EXERCISE DIRECTIONS —
Scan the listing below. Return every line containing the string "woman".

SOURCE DATA —

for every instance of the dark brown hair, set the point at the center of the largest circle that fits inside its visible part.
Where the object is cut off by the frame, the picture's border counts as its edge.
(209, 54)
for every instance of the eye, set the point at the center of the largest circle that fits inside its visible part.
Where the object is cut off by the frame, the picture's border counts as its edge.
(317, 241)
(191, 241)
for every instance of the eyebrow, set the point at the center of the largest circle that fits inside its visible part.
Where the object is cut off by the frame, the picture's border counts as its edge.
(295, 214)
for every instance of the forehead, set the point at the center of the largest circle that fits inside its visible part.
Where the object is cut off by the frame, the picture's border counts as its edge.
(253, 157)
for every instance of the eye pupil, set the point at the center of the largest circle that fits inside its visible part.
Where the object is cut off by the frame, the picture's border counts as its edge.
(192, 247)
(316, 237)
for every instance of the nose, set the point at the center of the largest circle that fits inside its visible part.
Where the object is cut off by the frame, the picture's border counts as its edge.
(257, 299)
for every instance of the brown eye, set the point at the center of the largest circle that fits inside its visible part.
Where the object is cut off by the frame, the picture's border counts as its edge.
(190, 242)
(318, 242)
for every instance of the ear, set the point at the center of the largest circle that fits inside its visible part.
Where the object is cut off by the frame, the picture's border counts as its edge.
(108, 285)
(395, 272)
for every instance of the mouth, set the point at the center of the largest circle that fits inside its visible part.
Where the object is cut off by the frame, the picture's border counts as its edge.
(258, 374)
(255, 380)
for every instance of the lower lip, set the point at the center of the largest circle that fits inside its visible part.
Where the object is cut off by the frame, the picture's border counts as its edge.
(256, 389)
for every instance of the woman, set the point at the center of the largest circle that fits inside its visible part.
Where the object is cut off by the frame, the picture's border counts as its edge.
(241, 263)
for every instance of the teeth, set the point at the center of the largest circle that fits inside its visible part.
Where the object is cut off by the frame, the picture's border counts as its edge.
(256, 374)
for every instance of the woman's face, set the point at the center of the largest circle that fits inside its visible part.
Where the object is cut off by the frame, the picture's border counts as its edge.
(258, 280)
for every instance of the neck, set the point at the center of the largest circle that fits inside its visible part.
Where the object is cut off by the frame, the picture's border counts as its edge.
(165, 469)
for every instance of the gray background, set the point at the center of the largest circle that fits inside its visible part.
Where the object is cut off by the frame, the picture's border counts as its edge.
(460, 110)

SOLUTION TO THIS TASK —
for every instance of the woman, set the point at the center of the largest circle that fits inside its visible part.
for every instance of the woman's face, set the point at the center of the largest circle that fits inside its visible part.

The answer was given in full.